Across the listing that follows, establish how many lines contain the string "white" and provide that number by itself.

START The input

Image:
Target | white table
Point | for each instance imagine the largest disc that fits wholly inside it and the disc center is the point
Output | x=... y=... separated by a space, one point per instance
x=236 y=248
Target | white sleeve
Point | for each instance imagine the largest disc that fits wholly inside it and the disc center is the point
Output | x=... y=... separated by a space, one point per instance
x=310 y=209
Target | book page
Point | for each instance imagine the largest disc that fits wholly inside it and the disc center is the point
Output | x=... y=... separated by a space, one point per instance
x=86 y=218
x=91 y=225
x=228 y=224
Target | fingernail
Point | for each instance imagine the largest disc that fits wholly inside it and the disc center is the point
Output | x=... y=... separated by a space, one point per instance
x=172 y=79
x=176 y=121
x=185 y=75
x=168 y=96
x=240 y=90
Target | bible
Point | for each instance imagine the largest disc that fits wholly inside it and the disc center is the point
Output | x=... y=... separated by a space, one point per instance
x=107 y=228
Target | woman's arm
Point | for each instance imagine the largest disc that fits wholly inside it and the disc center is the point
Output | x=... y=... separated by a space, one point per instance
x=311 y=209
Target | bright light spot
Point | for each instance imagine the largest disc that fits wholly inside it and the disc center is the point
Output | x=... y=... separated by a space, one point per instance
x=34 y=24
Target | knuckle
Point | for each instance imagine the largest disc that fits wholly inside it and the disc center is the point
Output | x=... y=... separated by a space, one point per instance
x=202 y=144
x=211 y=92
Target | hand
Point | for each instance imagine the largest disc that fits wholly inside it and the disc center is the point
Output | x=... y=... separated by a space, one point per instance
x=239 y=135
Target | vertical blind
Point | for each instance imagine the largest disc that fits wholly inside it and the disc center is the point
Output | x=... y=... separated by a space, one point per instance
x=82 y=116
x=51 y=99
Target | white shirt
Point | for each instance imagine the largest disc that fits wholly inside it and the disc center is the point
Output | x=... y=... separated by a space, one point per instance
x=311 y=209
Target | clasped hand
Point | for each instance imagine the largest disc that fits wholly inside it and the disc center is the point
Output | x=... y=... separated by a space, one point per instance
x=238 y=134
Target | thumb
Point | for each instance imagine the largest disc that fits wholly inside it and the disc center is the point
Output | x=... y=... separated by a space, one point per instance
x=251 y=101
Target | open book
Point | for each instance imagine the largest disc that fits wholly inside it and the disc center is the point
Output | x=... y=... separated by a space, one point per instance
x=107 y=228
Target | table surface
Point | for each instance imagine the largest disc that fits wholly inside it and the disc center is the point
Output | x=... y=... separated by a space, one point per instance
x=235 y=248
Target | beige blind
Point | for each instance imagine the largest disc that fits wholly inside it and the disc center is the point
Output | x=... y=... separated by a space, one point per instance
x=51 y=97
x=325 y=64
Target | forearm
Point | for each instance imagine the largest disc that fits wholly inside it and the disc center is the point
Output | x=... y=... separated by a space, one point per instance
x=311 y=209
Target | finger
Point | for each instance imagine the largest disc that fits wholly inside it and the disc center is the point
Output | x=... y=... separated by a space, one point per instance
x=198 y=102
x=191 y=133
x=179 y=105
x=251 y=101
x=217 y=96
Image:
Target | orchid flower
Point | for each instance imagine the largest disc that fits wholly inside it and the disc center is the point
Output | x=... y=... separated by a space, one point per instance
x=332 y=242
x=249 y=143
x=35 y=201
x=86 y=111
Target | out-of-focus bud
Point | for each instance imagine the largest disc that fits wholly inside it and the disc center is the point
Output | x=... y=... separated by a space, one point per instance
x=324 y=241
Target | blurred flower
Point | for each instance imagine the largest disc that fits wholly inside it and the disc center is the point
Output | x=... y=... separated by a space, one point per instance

END The input

Response to the task: 3